Exercise goal: Each of the records that follow needs an exact reproduction.

Data for review:

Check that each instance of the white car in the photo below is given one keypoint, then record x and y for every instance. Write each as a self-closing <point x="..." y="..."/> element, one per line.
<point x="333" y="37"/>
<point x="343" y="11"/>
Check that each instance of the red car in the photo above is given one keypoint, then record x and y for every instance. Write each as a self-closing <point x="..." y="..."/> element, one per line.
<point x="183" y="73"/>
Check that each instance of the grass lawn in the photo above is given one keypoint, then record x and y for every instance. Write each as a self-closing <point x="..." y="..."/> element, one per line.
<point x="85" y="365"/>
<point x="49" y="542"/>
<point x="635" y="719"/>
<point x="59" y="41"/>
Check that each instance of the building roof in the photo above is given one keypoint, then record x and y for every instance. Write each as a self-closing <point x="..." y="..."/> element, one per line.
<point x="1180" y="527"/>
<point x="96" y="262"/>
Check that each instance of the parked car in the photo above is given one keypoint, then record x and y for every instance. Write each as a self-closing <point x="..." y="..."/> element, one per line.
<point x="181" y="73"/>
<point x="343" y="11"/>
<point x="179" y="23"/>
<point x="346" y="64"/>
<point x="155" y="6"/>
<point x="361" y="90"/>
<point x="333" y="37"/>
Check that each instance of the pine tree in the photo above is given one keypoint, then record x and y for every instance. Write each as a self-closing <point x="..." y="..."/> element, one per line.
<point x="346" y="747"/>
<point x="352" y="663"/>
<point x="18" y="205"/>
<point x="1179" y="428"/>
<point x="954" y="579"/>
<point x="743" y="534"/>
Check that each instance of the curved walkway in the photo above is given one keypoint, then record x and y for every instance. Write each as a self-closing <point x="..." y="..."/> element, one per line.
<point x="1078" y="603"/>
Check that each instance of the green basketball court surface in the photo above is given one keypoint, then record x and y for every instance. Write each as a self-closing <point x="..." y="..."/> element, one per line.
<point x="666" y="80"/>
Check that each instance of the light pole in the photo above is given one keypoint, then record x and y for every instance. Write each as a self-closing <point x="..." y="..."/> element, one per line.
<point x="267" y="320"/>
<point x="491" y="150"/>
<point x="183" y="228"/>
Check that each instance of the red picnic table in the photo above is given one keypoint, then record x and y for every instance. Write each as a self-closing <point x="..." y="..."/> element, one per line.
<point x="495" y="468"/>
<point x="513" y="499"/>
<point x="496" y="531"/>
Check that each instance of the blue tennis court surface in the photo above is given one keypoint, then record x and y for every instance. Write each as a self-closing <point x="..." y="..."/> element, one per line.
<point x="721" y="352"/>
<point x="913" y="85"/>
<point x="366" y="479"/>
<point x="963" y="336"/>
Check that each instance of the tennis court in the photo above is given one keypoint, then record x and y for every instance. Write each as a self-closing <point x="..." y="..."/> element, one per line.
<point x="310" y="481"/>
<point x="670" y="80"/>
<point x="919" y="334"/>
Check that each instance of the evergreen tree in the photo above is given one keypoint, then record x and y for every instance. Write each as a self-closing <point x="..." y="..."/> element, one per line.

Reply to the task:
Check that each instance of the white car in the photo below is given one keypoint, then record x and y for every instance. Write each as a self-closing <point x="..." y="..."/> element, one per line.
<point x="333" y="37"/>
<point x="343" y="11"/>
Check that each instance of the red car in the photo above is given one keypoint, then record x and y for every instance. Write each as a self-closing <point x="..." y="..."/> element, one per line.
<point x="183" y="73"/>
Check that each instance of the grass lawn in the photo above is given one keypoint, then record x and y for every instance. Write each as a self-closing <point x="..." y="..."/> element, one per line.
<point x="85" y="365"/>
<point x="49" y="542"/>
<point x="635" y="719"/>
<point x="59" y="41"/>
Check that each instance of the building roof in the photo above is given one keypoint, then record x and y for every instance. Write each as a self-closing <point x="..." y="..."/> element, one per line.
<point x="1180" y="527"/>
<point x="96" y="262"/>
Check that each instance of the parked car in the photo above is given one keypoint, then record x and y for every instance. Write each as a self-closing <point x="..." y="..."/> element, one per line.
<point x="181" y="73"/>
<point x="343" y="11"/>
<point x="179" y="23"/>
<point x="346" y="64"/>
<point x="155" y="6"/>
<point x="361" y="90"/>
<point x="333" y="37"/>
Check that each instance of the pine tree in the photo above is given one keypoint, then record x and y for every instance. Write each as a self-closing <point x="..." y="..."/> element, one per line.
<point x="346" y="747"/>
<point x="352" y="663"/>
<point x="18" y="205"/>
<point x="1179" y="428"/>
<point x="954" y="579"/>
<point x="743" y="534"/>
Check that each instance of the curved walkway in the photo above is given one keypoint, then record x and y for every instance. Write each as a self-closing <point x="..." y="..."/> element, one per line.
<point x="1078" y="603"/>
Check that each instance of the green basketball court surface in the photo above is given one keypoint, then record x and y for every instance. Write each as a self-closing <point x="..." y="..."/> element, one per line.
<point x="666" y="80"/>
Check that each instance of the light pole in the photo above is given one keypoint, then record x and y for every instance. Write each as a self-closing <point x="..." y="..."/> element, one per line.
<point x="267" y="320"/>
<point x="491" y="150"/>
<point x="183" y="228"/>
Check that each instance of the red picnic table in the photo above is given one keypoint, then record x and y for every instance. Write each as a self-closing <point x="..." y="..."/> element, one per line.
<point x="495" y="468"/>
<point x="513" y="499"/>
<point x="496" y="531"/>
Check that each instance of the blue tennis court surface in the photo above is given one keypoint, then record x and y for every instance. Write each as a self-closing <point x="..." y="..."/> element, one per line.
<point x="721" y="352"/>
<point x="913" y="85"/>
<point x="366" y="479"/>
<point x="963" y="336"/>
Check that each instance of the tennis court in the photo above is given one keypoint, then record x and y for every instance. Write each as a self-closing <point x="..." y="..."/> element, one per line.
<point x="310" y="481"/>
<point x="670" y="80"/>
<point x="919" y="334"/>
Check that each instance of the evergreen tree in the photo above is given one keypoint, then record x and y for every instance. Write each as a self-closing <point x="..." y="..."/> element, one per line.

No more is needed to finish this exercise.